- [WORK TO BE COMPLETED]
Copy the entries from their start through the line containing "xmin=188 ymin=383 xmax=411 ymax=433", swapping every "Spot" for "Locate" and leaving everything else unchanged.

- [DATA FOR THE TASK]
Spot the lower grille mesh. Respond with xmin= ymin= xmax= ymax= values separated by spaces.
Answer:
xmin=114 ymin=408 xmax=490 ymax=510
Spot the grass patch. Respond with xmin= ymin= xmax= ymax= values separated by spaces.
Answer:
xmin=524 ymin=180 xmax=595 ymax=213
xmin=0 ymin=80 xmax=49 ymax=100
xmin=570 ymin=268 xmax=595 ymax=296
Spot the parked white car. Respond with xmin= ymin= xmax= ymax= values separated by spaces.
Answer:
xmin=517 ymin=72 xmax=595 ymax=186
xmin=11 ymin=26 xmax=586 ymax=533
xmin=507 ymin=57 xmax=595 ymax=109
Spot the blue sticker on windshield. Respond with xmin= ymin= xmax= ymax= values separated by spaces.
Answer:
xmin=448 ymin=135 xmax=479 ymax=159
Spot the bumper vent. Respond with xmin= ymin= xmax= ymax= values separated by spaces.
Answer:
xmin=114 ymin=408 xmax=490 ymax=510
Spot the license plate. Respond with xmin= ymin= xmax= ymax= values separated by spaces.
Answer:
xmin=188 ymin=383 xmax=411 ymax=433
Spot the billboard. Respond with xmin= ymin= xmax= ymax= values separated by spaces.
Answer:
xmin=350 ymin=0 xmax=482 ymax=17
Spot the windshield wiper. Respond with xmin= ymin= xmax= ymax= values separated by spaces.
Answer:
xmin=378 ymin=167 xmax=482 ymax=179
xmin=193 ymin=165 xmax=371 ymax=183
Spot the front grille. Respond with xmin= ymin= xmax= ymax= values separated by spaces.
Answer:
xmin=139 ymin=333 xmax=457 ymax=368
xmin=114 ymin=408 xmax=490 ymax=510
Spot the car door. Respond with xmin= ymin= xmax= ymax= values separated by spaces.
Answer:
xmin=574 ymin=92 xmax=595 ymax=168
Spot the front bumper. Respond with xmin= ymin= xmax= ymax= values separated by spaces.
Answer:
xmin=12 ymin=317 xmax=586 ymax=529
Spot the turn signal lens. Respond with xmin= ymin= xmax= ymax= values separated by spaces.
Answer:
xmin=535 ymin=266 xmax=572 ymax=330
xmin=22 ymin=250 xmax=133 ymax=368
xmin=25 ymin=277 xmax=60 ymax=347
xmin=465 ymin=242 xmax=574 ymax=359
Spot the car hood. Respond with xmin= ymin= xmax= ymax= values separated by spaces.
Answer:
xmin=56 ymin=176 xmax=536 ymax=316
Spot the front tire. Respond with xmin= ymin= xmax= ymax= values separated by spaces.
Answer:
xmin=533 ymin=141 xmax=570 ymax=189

- [FULL ANSWER]
Locate the lower grille mesh. Respond with xmin= ymin= xmax= ymax= values separated by spaces.
Answer:
xmin=114 ymin=408 xmax=490 ymax=510
Locate the grass patch. Respond with xmin= ymin= xmax= ymax= values separated by spaces.
Answer:
xmin=524 ymin=180 xmax=595 ymax=213
xmin=0 ymin=80 xmax=49 ymax=100
xmin=570 ymin=268 xmax=595 ymax=296
Locate the parked white car. Respond with xmin= ymin= xmax= ymax= values separated by spaces.
Answer:
xmin=517 ymin=72 xmax=595 ymax=186
xmin=11 ymin=26 xmax=586 ymax=533
xmin=507 ymin=57 xmax=595 ymax=109
Locate the blue sticker on windshield. Respond with xmin= ymin= xmax= ymax= values separated by spaces.
Answer:
xmin=448 ymin=135 xmax=479 ymax=159
Locate the bumper vent. Respond with xmin= ymin= xmax= ymax= values separated by spaces.
Answer:
xmin=114 ymin=408 xmax=490 ymax=510
Locate the license plate. Respond with xmin= ymin= xmax= ymax= values separated by spaces.
Answer:
xmin=188 ymin=383 xmax=411 ymax=433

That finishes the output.